*Coordinate annotation entries*.
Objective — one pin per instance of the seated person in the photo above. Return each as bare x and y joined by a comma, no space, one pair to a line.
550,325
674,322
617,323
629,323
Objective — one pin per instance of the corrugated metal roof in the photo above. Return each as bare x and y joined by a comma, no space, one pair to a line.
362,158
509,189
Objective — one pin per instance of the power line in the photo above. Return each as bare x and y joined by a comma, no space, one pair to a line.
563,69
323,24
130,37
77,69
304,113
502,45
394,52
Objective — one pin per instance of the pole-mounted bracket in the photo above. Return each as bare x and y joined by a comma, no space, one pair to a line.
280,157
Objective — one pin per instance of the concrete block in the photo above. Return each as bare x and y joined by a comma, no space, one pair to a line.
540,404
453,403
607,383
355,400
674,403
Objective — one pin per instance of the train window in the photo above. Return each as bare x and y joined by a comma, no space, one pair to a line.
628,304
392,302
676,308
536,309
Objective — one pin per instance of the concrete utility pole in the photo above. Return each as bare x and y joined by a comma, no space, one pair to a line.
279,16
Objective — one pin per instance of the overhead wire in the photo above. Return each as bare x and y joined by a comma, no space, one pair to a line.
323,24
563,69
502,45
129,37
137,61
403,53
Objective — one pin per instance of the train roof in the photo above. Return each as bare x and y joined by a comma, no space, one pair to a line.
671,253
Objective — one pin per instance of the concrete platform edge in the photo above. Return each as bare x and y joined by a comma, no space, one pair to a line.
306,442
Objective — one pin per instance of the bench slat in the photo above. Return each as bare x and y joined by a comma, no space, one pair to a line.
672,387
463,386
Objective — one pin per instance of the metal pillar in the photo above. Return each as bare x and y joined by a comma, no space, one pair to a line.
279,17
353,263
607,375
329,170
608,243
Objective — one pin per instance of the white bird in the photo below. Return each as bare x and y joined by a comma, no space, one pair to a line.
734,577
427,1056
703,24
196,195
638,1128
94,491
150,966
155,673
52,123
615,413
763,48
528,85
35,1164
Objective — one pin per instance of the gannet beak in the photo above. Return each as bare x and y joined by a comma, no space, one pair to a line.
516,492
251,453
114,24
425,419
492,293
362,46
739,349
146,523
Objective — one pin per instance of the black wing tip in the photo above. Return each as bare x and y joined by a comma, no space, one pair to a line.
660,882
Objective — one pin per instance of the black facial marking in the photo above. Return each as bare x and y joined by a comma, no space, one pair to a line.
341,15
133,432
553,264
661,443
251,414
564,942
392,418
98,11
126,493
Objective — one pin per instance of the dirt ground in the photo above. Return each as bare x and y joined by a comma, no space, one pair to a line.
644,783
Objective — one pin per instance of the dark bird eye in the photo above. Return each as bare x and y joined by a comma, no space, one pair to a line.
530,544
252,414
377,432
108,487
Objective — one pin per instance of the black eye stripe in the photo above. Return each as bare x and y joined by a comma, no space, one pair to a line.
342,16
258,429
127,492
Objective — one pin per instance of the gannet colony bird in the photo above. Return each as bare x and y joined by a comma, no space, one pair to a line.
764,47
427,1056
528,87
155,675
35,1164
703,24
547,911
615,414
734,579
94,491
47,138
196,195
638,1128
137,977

*Given exercise*.
Go through the records above and set each one down exactly, please.

*Task result*.
Objective — one pin per instance of the seated person in the photo above. Return each as bare x and y joined by a comma, no space, one pair to a line.
550,325
674,322
617,323
629,323
Objective — one pin per instance of the corrugated metal roof in the photo above. Return each as bare x and y joined by a comma, no space, one pair to a line.
362,158
509,189
Objective — one pin per instance of the power line in the photo above. Return each as bare x and y joined by a comma, no space, one pair to a line.
563,69
323,24
130,37
77,69
304,113
502,45
394,52
Objective — one pin per instance of the pole-mounted bracket in the photo above. Return each as bare x and y joined by a comma, no space, one pair to a line.
280,157
Objective — one pin per instance of the concrete block in the photo above. Return each as bare x and y joined by a comma, no space, one pair to a line.
540,404
453,403
607,383
355,400
674,403
Objective — one pin per instance of the train window in the photo above. Return each as bare x and y joined by a comma, no space, one pair to a line.
628,304
392,302
676,308
536,309
Objective — one pin per instance of the concrete utility pole in the photo above. Return each as bare x and y joined by a comma, no space, one pair to a line.
279,16
Objective — one pin per instance of the overhead wire in the photo above. Return each as bare x and y joined by a comma, no space, one pair to a line.
323,24
563,69
502,45
129,37
137,61
403,53
Objective — one pin per instance of the train roof in the photo above. Return each as bare x and y joined by a comma, no space, one pair to a line.
671,253
Objective — one pin per instance of the concrete platform edge in the photo above. Return each as bare x and y joined by a comma, no space, one pair to a line.
306,442
Objective — one pin per instance of the bench slat in the photo above. Return each as bare x and y joined by a comma, no space, one pair to a line.
672,387
463,386
Objective — one pin per instance of the metal pillar in the photo above. Return each as bare x and y joined by a comma, no space, one pair to a line.
279,17
353,263
607,375
329,170
608,243
Objective — one pin per instance of the white bird in the photo below. Return each as bare x and y joined by a comma, no space, one pair to a line.
734,577
427,1056
703,24
196,195
638,1128
94,491
150,966
155,673
52,123
615,413
763,48
528,85
35,1164
Objective — one pin per instance of the gannet beak in the photo above. Return each as bare x and y joined by a comma, no space, one pair to a line.
516,492
251,453
114,24
425,419
492,293
362,46
739,349
146,523
Objective — one pin per instance of the black wing tip in the photo above. Return each as bare x and y joined by a comma, no space, one pair to a line.
660,882
Objective — one pin per instance of the black facial marking in the photo above. Return each as bare x and y joined by a comma, no space, one pair to a line.
341,15
133,432
553,264
661,443
251,414
564,942
392,418
98,11
126,493
Objective — one pin per instance of the dirt ground in the photo above. Return each as bare x and y joined by a comma, no space, one pair to a line.
644,783
Objective — one pin per instance of the dark bird eye in the photo above. Return each as bare x and y joined by a comma, no space, one pair to a line.
530,544
252,414
377,432
108,487
Objective — one pin per instance of the black eye stripe in the photo above. Return each as bare x and y joined by a comma, no space, one pair to a line.
342,16
258,429
127,492
Objective — one pin per instance of the gannet colony bird in the photo above. Return each as bare x and y joined by a comma, no space, one pair to a line.
764,47
427,1056
528,87
155,675
35,1164
703,24
547,911
615,414
734,579
94,491
47,138
196,195
638,1128
137,977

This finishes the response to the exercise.